Extract to read:
Removed all the coefficients stuff (values of i, j, and k are not needed), and updated code to not save the entire list of one million Hamming numbers so it could be run with the client VM. --Paul.miner 23:19, 29 December 2010 (UTC)

Original DrDobbs blog discussion

Just for the record, I would like to reclaim authorship of that snippet of pseudocode from the DDJ discussion back then, quoted in the Python section that apparently started this whole page. :) No consequences other than to state it here for the record - that link is broken now, gone dead after DDJ moved their blog system to some "new implementation with new and exciting features" which included losing all the old contents apparently.

To-do list:
A. Which letters does the Hamming numbers discussion name as values that are no longer needed?
B. In the Hamming numbers discussion, what did the updated code stop saving?
C. Carry on the Hamming numbers discussion from its last line.

Records:
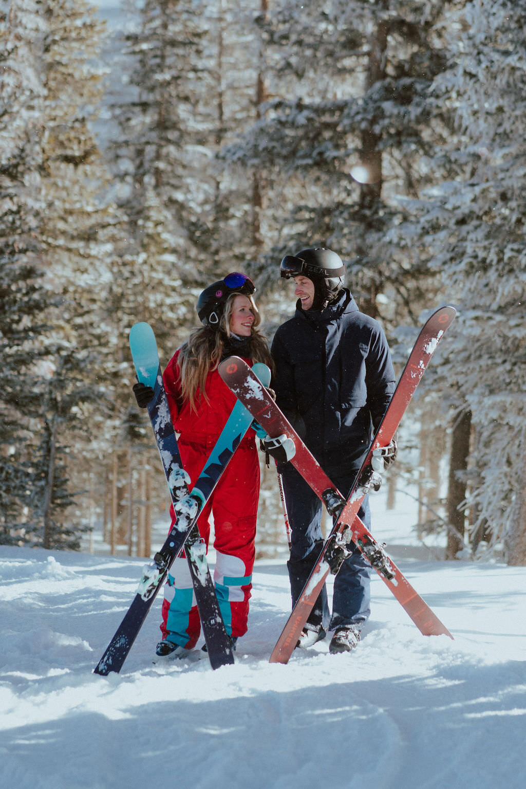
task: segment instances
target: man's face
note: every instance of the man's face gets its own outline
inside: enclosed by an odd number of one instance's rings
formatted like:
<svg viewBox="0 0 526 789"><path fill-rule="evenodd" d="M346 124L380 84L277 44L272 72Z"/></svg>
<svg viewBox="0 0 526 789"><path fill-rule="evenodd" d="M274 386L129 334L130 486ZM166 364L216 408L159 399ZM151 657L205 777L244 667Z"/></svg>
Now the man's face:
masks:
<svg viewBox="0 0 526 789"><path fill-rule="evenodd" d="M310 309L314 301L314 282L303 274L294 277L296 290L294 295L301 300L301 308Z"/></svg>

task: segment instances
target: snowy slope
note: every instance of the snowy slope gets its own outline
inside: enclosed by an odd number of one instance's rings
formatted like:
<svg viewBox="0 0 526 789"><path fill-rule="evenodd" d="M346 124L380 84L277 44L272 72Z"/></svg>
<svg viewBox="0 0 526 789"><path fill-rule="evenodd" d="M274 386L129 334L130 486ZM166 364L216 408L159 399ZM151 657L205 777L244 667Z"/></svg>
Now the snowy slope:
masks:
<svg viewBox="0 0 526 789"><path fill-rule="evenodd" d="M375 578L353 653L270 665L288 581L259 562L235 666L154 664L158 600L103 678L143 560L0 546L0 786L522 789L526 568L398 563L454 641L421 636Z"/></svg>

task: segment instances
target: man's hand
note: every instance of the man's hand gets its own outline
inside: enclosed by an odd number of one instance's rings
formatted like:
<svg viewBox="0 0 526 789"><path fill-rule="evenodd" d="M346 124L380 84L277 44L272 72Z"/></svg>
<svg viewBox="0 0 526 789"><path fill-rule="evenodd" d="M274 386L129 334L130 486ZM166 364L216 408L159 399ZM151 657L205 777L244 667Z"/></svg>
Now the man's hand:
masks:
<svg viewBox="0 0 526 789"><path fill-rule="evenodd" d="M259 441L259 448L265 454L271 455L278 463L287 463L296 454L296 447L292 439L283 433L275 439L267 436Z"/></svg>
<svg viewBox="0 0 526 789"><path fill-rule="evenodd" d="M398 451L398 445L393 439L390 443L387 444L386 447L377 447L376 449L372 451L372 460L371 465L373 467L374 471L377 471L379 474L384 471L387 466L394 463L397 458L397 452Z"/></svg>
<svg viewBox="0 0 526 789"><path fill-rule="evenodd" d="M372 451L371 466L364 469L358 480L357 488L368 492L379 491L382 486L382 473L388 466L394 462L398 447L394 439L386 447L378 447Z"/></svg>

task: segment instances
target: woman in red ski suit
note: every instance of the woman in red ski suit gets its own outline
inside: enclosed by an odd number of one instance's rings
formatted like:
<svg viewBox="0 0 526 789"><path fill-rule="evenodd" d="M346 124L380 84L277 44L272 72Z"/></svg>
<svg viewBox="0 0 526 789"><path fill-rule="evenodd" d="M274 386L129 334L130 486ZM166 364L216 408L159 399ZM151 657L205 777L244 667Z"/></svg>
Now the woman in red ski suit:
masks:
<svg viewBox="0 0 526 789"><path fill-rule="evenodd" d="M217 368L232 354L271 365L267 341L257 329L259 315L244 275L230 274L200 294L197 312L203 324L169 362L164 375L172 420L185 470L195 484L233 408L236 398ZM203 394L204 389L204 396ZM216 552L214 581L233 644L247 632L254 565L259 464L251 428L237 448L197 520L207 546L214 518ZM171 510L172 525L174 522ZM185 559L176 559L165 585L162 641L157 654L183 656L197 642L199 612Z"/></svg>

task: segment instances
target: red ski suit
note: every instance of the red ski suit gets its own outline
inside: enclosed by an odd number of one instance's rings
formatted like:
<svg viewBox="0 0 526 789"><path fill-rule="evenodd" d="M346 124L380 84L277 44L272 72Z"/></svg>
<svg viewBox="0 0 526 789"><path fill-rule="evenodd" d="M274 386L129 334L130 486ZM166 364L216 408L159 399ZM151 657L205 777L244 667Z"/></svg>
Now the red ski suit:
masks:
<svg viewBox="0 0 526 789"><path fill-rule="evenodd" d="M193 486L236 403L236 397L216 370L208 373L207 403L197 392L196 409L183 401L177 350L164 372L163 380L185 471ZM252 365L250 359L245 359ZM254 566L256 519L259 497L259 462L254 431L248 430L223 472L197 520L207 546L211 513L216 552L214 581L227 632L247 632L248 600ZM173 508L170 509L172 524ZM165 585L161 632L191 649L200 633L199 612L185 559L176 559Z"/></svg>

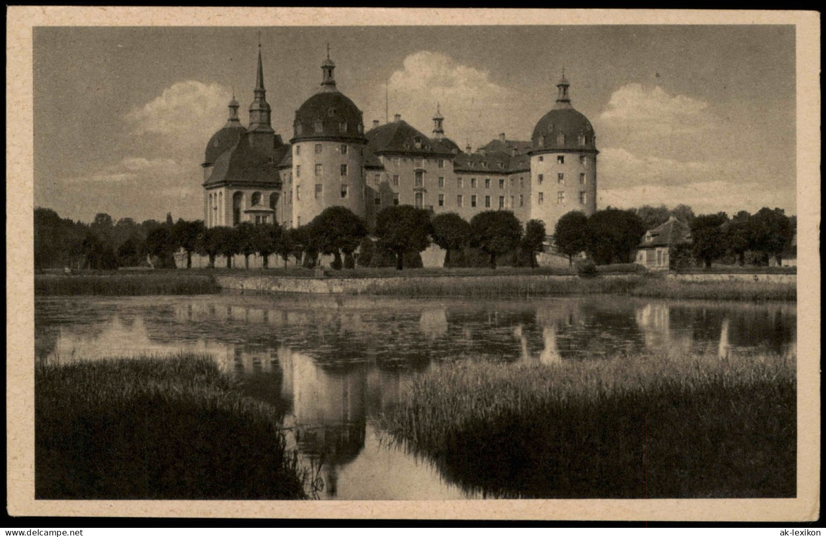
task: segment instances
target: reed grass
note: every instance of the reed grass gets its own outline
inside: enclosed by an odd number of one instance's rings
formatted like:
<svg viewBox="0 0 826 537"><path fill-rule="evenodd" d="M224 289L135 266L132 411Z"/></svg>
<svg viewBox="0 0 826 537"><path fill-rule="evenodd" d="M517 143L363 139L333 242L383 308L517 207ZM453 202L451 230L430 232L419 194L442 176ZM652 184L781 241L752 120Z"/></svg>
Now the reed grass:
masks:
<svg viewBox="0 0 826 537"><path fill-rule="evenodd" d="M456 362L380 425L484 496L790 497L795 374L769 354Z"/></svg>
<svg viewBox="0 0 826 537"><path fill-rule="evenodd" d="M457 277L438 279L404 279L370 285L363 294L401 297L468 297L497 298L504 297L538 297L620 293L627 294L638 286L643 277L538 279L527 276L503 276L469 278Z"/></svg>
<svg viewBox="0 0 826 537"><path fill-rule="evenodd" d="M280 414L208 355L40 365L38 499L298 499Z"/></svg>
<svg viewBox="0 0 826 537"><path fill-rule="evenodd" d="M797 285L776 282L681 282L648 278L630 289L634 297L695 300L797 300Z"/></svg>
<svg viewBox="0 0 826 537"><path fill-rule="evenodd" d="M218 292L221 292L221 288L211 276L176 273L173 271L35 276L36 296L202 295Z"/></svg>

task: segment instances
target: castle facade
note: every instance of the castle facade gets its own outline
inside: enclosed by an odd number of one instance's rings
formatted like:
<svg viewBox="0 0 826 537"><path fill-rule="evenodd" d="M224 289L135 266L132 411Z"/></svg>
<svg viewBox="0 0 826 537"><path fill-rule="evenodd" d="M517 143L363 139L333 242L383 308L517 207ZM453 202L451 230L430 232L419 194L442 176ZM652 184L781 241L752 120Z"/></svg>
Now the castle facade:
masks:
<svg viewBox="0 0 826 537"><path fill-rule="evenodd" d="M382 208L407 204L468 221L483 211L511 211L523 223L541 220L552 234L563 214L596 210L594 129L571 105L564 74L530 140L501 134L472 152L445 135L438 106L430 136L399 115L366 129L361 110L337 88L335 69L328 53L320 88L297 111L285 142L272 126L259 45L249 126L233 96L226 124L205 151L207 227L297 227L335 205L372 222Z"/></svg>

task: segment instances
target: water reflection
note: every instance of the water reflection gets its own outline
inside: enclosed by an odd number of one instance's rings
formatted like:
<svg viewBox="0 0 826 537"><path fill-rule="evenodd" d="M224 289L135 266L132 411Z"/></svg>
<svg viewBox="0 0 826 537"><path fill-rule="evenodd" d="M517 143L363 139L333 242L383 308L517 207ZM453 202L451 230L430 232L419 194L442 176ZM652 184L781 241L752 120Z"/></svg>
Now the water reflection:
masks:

Final answers:
A. i, j, k

B. The entire list of one million Hamming numbers.

C.
Two interesting related observations. One, very minor, I can now explain the spaces in x2=2*h[ i ]; in the quoted pseudo-code: the old blog system at DDJ would interpret [i] ... [/i] as markers for italics. Another - for me, somewhat major - is that while I came out with that pseudo-code trying to translate the classic Haskell merging-the-mappings code back into something C-like in my mind, as it turns out, it is in almost exact verbatim correspondence with the original Edsger Dijkstra's code in his book (IIRC), which I stumbled upon much later, by chance. (I had a link to it somewhere, will add later.) Amazing how it came back in an almost exact loop, this idea, back to where it started - "to Haskell and back!". Interesting... :) WillNess 21:06, 20 August 2012 (UTC)